Task
Reproduce all the entries exactly and keep the pictures out.

Data records
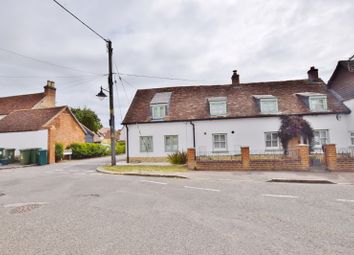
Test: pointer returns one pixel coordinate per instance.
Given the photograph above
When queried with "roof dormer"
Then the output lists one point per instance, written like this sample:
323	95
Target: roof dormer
316	102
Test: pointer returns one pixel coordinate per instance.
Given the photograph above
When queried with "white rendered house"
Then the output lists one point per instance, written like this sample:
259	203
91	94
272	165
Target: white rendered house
219	119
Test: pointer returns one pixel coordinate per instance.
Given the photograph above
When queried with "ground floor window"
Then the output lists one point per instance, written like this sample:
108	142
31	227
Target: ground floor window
171	143
146	144
321	137
220	142
272	140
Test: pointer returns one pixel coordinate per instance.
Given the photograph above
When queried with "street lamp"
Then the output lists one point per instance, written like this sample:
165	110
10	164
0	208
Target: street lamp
101	95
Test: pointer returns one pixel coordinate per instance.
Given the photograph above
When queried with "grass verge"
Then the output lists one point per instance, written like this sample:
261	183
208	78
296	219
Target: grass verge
147	168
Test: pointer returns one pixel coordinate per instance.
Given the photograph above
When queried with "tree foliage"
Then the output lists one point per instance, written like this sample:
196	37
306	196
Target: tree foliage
295	126
87	117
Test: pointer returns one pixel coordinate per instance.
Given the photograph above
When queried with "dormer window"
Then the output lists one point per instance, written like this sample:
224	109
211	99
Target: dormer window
217	106
159	105
267	103
318	103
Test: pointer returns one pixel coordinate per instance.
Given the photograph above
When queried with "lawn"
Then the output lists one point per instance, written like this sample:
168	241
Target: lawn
147	168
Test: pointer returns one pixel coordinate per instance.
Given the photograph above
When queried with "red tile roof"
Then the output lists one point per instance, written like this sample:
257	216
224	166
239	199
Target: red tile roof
29	120
9	104
190	103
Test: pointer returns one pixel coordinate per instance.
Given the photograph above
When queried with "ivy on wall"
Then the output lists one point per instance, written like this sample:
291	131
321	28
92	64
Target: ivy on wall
295	126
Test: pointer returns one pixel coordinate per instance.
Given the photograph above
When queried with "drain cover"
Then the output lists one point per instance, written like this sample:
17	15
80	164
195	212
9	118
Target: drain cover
24	208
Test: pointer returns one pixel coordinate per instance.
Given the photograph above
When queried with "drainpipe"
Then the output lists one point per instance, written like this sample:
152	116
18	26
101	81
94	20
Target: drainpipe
127	143
193	133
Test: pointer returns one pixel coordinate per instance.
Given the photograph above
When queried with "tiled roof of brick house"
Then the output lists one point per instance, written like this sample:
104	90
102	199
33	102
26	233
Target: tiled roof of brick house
191	102
9	104
30	119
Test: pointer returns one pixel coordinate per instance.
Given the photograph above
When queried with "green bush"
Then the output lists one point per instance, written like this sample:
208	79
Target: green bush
59	151
179	157
120	147
88	150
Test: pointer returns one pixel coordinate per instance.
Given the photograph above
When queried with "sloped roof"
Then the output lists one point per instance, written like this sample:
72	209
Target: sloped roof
29	120
191	102
13	103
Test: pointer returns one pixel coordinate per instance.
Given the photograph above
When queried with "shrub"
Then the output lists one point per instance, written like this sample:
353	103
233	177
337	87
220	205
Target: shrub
179	157
120	147
87	150
59	151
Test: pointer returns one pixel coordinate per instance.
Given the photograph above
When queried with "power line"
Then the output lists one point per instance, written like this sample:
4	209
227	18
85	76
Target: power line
43	61
83	23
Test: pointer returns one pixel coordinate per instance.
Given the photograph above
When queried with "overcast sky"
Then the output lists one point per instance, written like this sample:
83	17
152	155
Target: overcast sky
201	41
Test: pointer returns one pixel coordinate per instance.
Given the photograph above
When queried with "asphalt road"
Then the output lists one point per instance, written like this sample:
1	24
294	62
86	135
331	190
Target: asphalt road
71	209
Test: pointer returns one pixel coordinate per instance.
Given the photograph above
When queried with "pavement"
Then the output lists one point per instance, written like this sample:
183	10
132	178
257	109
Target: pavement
69	208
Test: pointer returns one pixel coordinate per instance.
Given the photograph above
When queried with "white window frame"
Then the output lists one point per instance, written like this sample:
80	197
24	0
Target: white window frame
217	112
271	141
312	103
318	141
224	149
170	149
143	144
163	111
267	100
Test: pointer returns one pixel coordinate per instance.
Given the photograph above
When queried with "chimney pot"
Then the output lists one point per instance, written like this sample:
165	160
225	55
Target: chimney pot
235	78
313	74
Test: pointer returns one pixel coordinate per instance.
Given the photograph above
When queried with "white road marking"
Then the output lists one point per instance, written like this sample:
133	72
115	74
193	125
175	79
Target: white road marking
189	187
345	200
162	183
282	196
23	204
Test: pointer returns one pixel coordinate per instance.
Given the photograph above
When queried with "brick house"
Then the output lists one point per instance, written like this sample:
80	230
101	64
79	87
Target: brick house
218	119
33	121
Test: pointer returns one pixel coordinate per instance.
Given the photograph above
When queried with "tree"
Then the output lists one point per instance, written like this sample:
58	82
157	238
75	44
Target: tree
88	118
294	126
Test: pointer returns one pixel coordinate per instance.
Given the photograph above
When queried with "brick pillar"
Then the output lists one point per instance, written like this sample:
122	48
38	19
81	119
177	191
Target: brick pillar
245	157
191	159
303	151
330	154
51	145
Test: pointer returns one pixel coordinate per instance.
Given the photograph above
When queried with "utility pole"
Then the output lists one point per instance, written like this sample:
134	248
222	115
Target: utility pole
110	84
111	104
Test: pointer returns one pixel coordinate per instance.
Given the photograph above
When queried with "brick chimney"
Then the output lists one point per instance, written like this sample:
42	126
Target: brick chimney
235	78
313	74
49	91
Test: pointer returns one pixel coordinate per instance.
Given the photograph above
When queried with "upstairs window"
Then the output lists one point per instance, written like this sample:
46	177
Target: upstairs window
158	111
318	103
217	106
269	105
159	105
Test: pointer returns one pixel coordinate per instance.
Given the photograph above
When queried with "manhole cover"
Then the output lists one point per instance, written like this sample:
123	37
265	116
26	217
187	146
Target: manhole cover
90	195
24	208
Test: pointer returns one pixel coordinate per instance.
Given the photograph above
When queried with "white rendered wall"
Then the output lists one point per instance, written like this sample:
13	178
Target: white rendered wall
158	131
247	132
24	140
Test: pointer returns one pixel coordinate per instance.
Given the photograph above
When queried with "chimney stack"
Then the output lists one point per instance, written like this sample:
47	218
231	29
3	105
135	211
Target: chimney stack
313	74
235	78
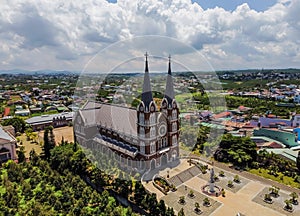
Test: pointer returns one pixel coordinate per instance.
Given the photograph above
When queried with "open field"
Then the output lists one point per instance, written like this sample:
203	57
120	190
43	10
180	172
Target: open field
65	132
29	145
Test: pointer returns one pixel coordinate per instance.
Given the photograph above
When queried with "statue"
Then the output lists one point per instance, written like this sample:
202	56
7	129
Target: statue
212	181
212	174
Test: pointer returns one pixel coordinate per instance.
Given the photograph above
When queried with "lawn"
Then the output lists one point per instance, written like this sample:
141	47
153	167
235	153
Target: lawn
29	146
66	132
280	178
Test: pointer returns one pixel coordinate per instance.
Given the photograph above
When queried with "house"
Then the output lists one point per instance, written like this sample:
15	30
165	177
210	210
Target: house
22	112
56	120
7	146
287	138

Answer box
Test: pointer returns one pixel coordinate per instance.
Given the photograph above
When queried with "roof dormer"
Then the output lists one point per instance, written like this sample:
323	95
Target: roof dormer
316	102
Test: pointer returns one pixel coordinate per instance.
Given the photograph above
When queried with "white rendered house"
Then the output lists one point per instance, written like this sample:
259	203
91	94
272	165
Target: white rendered house
219	119
Test: pointer returns one pixel coordinate per instance.
Given the photograph above
When queried with "ground floor window"
Then the output lists one point per instance, written like this sample:
108	142
31	227
Target: ground floor window
171	143
146	144
321	137
220	142
272	140
Test: pointer returns one pixel coordinate per instance.
Given the photograph above
When queried with "street lamp"
Then the output lists one point per instance, written like this sample:
165	110
10	164
0	208
Target: street lamp
101	95
Test: pointer returns one pixel coordinate per instance.
Given the photograph above
When queried with "grass verge"
Then the output lists one point per instance, written like this sample:
261	183
208	78
296	219
Target: grass verge
147	168
Test: pointer returns one pixel coordinate per instance.
Given the photograph above
When queried with "tree foliage"
Then the output lists one point per instance, written like this sample:
196	37
306	196
Target: tree foliage
295	126
87	117
Test: pointer returns one pixel coordinate per instance.
Given the photograph above
When queried with "dormer window"
Then the output lists one point per instance, written like this sample:
224	109
211	99
Target: dormer window
217	106
159	105
267	103
318	103
Test: pointer returns one pixel coordinate per instance.
Given the photograph above
When queried with "lawn"
Then the output lists one point per instance, written like this sample:
168	241
Target: lawn
147	168
Test: pointer returns one pixel coordinate per instance.
Given the photograph above
When queried with "red tile roof"
Then the output lists one point per instance, written like this sample:
257	216
224	166
239	199
Target: red tile roof
29	120
9	104
190	103
Test: pointer returns one pixel coordinate per instance.
Given the photograph above
When queried with "ivy on wall"
Then the output lists one point per instance, written like this sample:
291	131
321	28
92	64
Target: ivy on wall
295	126
Test: pointer returns one pixel coordinate per instance.
Given the photograph above
When queried with "drain cover"
Then the output lists one point per instance, written like this sample:
17	15
80	164
195	212
9	118
Target: drain cover
24	208
Test: pointer returns one pixel coordinate per instance.
Given the photograph above
When queried with "drainpipe"
Then the output lists one point per instance, written like this sample:
152	116
18	26
101	81
94	20
Target: drainpipe
127	143
193	133
Test: pointer returns one pixel coordinate per instance.
Given the photograph above
When queried with "tiled roof of brick house"
Then the output lists one point per instance, written like this sample:
104	90
102	199
33	102
26	233
Target: tiled roof of brick house
191	102
9	104
30	119
Test: pointer returns one pixel coordinate per instance.
Given the photograph above
When queried with "green bush"
Then the output lists one point per instance, written like this sample:
208	79
Target: green bush
59	151
179	157
120	147
88	150
Test: pointer returns one pixel coordinate per instance.
Given the photograph above
When queried with "sloped roof"
Then the output lists one point per instance, written like this sample:
72	209
Target: sloped roof
29	120
191	102
13	103
Test: pointer returns one pixel coordinate per instance.
Given the photograph above
When queried with "shrub"
Then the output lists one point per instance, written like this sample:
353	103
233	177
337	87
220	205
Target: shrub
179	157
120	147
87	150
59	151
Test: pointer returns one pixel coordinate per instance.
Given the photograph above
When queried with "power line"
Then the output lists one point per instance, written like this sample:
4	209
227	18
85	76
Target: power line
43	61
83	23
Test: pointer returns one pixel coordinate per instance.
Given the photograph above
When queried with "overcast sky"
Then the output lists one point per instance, written like this sample:
83	17
152	155
Target: overcast sky
201	41
Test: pointer returns one pixel coordinate per instance.
Given the photograph above
When queried with "asphalt road"
Then the output lists one point per instance, written like this sample:
1	24
294	62
86	135
331	190
Target: asphalt road
71	209
Test: pointer returns one pixel coordinate per instance.
Given the photograph above
When queried with "pavement"
Then the output lists one point per instance, written like this sample:
183	10
132	178
257	109
Target: pavement
69	208
Test: pointer returns one pixel coordinate per instance.
Given the photograph above
When queried with "white window frame"
Then the output lists one point per instance, written like this sample:
80	197
24	0
Target: white window frame
217	112
271	141
312	103
318	141
224	149
170	149
143	144
163	111
267	100
Test: pointer returns one pixel coordinate per instance.
Given the photograph above
When queried with "chimney pot"
Then the output lists one point per instance, written like this sample:
165	160
225	55
Target: chimney pot
235	78
313	74
Test: pointer returns one pixel coordinate per instance.
Given the photograph above
When queried with "white road marking"
Then the output lists one point per instance, written like this sample:
133	72
115	74
193	125
175	79
Target: white road marking
189	187
345	200
162	183
282	196
23	204
Test: pointer returns one pixel coordinate per instance.
Given the photograph above
When queried with "brick house"
Then the output lists one point per instance, written like this sample:
80	230
101	64
79	87
Target: brick house
218	119
33	121
Test: pointer returns one pixel coordinate per instance.
Given the photograph above
When queried with "tree"
Then the output lists one point per instance, written like this sample:
58	82
157	238
75	44
Target: tree
88	118
294	126
Test: pointer returns one pixel coordinate per instance.
Given the photograph above
When queried with "brick pillar"
Then the output lists one point per instance, written like this sample:
122	48
38	19
81	119
177	191
Target: brick pillar
245	157
191	159
303	151
330	154
51	145
Test: pointer returns one pixel coordinate per instance.
Given the photograph above
When queried with "utility pole"
Then the output lists one point per instance, written like this sample:
134	248
222	115
Target: utility pole
110	84
111	104
Test: pointer returns one pixel coordinate per instance.
Given the photograph above
When queried with "brick chimney"
Then the output lists one point per instance, written like this sample:
42	126
Target: brick chimney
235	78
313	74
49	91
Test: pointer returns one pixel coordinate per instance.
Given the photograph above
When queried with "upstairs window"
Then the output lists one point per instance, written like this sample:
46	177
Target: upstairs window
158	111
318	103
217	106
269	105
159	105
Test: pointer returns one pixel coordinate per instance.
Given the photograph above
When queried with "manhole cover"
Then the output lists one point per instance, written like this sample:
123	37
265	116
26	217
187	146
Target: manhole cover
90	195
24	208
Test: pointer returns one pixel coordinate per instance.
Given the photograph above
When queried with "white rendered wall"
Then the output lists one point per instance, written like this sample:
13	178
Target: white rendered wall
158	131
247	132
24	140
Test: pointer returns one pixel coordinate per instance.
Given the photograph above
When queried with "chimney stack"
Then the output lists one point per instance, written like this sample:
47	218
231	29
3	105
135	211
Target: chimney stack
313	74
235	78
Test: pointer returns one pixel coordinate per instance.
Given the photograph above
When queried with "open field"
Then the output lists one point per instance, written like this sample:
203	57
120	190
43	10
180	172
Target: open field
65	132
29	145
Test: pointer returns one pixel coordinate per instance.
Given the photograph above
When queried with "statue"
Then the output lists one point per instance, written like this sample:
202	56
7	129
Target: statue
212	181
212	174
Test: pointer returns one pixel coordinate per instance.
Given the photograph above
When queried with "lawn"
Then the output lists one point per instance, written like this sample:
141	47
153	167
235	153
Target: lawn
29	146
66	132
280	178
Test: pointer returns one pixel coordinate per instance.
Given the photograph above
When queried with "house"
Then the output lists one point per instance, written like this sample:
15	30
165	177
210	210
Target: house
22	112
56	120
7	146
287	138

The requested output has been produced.